__Records for processing__
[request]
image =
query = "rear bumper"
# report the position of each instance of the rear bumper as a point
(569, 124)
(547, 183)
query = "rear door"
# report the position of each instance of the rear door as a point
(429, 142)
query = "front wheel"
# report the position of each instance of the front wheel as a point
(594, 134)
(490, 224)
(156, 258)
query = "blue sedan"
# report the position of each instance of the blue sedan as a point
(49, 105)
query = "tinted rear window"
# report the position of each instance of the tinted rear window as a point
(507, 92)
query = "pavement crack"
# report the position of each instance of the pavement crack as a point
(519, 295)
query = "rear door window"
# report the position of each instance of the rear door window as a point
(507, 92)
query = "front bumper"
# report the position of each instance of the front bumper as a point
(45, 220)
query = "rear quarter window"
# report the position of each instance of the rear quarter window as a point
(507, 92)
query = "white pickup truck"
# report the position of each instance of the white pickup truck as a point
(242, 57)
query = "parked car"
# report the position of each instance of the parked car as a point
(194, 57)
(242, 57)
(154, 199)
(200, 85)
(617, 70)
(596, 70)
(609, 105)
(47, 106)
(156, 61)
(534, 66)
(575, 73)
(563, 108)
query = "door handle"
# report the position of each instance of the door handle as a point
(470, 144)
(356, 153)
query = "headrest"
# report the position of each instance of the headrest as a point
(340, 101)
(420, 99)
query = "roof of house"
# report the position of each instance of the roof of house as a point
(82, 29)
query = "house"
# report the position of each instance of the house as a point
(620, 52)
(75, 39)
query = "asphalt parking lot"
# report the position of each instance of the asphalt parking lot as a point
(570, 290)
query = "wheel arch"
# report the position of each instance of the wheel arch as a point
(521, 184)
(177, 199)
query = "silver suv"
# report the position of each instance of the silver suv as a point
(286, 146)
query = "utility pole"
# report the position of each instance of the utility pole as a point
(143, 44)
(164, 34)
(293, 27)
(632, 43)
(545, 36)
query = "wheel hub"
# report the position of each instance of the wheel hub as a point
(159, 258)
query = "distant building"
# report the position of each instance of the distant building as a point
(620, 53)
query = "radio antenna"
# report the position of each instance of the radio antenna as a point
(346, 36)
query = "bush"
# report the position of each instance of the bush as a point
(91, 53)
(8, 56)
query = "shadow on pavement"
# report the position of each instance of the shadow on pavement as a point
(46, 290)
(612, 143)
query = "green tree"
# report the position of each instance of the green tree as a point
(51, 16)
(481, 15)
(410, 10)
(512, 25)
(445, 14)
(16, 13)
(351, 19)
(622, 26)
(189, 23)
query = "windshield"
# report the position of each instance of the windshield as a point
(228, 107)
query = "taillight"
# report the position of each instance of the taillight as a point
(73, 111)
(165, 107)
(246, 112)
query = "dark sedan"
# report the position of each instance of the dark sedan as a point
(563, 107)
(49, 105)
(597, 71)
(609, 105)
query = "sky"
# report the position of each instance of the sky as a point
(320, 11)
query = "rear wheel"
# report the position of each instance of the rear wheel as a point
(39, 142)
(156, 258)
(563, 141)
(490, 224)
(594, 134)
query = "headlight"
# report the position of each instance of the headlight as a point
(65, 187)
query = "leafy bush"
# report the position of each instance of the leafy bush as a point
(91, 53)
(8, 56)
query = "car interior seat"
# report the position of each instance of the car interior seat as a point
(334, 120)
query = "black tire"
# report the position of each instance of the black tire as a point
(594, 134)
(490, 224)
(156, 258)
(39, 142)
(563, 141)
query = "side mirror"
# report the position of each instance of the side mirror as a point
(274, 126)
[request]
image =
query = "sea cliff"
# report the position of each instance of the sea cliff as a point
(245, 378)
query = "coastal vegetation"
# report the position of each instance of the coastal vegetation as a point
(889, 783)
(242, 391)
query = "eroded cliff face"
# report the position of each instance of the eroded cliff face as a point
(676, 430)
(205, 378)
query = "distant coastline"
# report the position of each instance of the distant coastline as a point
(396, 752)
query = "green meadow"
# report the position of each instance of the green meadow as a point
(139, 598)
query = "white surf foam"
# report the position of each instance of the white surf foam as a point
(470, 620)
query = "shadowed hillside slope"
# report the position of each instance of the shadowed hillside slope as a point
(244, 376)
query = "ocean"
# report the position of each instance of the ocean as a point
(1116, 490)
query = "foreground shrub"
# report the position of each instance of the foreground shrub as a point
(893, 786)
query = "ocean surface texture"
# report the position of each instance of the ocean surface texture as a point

__Task objective__
All of the material must be reproduced exactly.

__Right answer__
[request]
image =
query = "rear bumper"
# report the position of each instance of the rear bumper as a point
(569, 124)
(547, 183)
query = "rear door"
# report the position of each instance of the rear door as a point
(429, 142)
query = "front wheel"
# report the position of each instance of the front wheel as a point
(594, 134)
(490, 224)
(156, 258)
query = "blue sedan"
# report the position of each instance of the blue sedan as a point
(49, 105)
query = "tinted rear window"
# report the position of each instance of the tinted rear window as a point
(507, 92)
query = "pavement crack"
# report the position of each instance of the pavement crack as a point
(519, 295)
query = "rear door window"
# report the position of each instance of the rear door window as a point
(507, 92)
query = "front bumper"
# report the position of each instance of the front bumper as a point
(45, 220)
query = "rear quarter window"
# report the position of each instance of the rear quarter window as a point
(507, 92)
query = "white pickup truck"
# report the position of each instance of the white pickup truck as a point
(242, 57)
query = "parked car"
# report the position of each instance of the parked car as a point
(194, 57)
(242, 57)
(154, 199)
(200, 85)
(617, 70)
(596, 70)
(609, 105)
(47, 106)
(156, 61)
(534, 66)
(575, 73)
(563, 108)
query = "door handle"
# report the position of each instance of the door handle as a point
(470, 144)
(356, 153)
query = "headrest"
# report the position of each instance of the headrest as a point
(340, 101)
(420, 99)
query = "roof of house"
# report the position of each instance of the roof of house as a point
(82, 29)
query = "house"
# report the position of each instance of the house as a point
(620, 52)
(75, 39)
query = "asphalt parking lot"
# report the position of each instance of the asphalt parking lot as a point
(570, 290)
query = "wheel arch"
# report the position of each instance of the wheel arch as a point
(521, 184)
(177, 199)
query = "silver suv"
# report the position of each instance of the silver suv as a point
(286, 146)
query = "utility pole"
# report the position of each instance of the utility pole as a point
(143, 44)
(164, 34)
(293, 27)
(632, 43)
(545, 36)
query = "wheel hub"
# report the position of each instance of the wheel hub as a point
(159, 258)
query = "distant building"
# report the position of each instance of the distant building as a point
(620, 53)
query = "radio antenna"
# report the position of each instance of the radio antenna as a point
(346, 36)
query = "bush"
# report the position of each instance of the bush as a point
(91, 53)
(8, 56)
query = "shadow on pavement"
# report the position of each instance of the shadow on pavement as a point
(46, 290)
(612, 143)
query = "green tree"
# report the position of each instance of the green tree as a point
(51, 16)
(481, 15)
(410, 10)
(512, 25)
(445, 14)
(16, 13)
(351, 19)
(622, 26)
(189, 23)
query = "windshield"
# report the position of each instance of the windshield as a point
(228, 107)
query = "taillight"
# report the position of each instance of the taillight as a point
(73, 111)
(165, 107)
(246, 112)
query = "dark sedan"
# report the position of each instance of the dark sedan as a point
(563, 107)
(49, 105)
(597, 71)
(609, 105)
query = "sky"
# report the position of each instance of the sky as a point
(320, 11)
query = "rear wheel"
# report the position of each instance of the rear wheel as a point
(39, 142)
(156, 258)
(563, 141)
(490, 224)
(594, 134)
query = "headlight"
# report the position of each instance of the headlight as a point
(65, 187)
query = "leafy bush"
# report the position of each instance of the leafy bush as a point
(91, 53)
(8, 56)
query = "car interior seat"
# report the position of each instance of the car interior seat as a point
(334, 120)
query = "black tire"
# report the position of each instance of the black tire as a point
(594, 134)
(490, 224)
(156, 258)
(39, 142)
(563, 141)
query = "side mirror"
# report the position of each instance of the side mirror as a point
(274, 126)
[request]
image =
query = "sea cliff"
# report the position of each instance of the sea cliff as a point
(245, 378)
query = "coastal vegetation"
# report the position of each instance of the coastal vegetation as a point
(889, 783)
(242, 391)
query = "eroded cliff face"
# report the position of each instance of the eroded cliff face as a point
(676, 430)
(205, 378)
query = "distant coastline"
# report the position of each instance of the distant coastline as a point
(396, 752)
query = "green meadow"
# report the position of each instance of the green meadow as a point
(139, 598)
query = "white surf foam"
# report the position of each instance of the white surf foam as a point
(470, 620)
query = "shadowed hillside slope"
# report the position of each instance of the shadowed hillside slope as a point
(244, 376)
query = "ocean"
# report the position of each instance of the ocean as a point
(1116, 490)
query = "foreground shrub"
# report the position of each instance of the foreground shrub as a point
(893, 786)
query = "ocean surface texture"
# report the position of each instance of the ocean surface texture as a point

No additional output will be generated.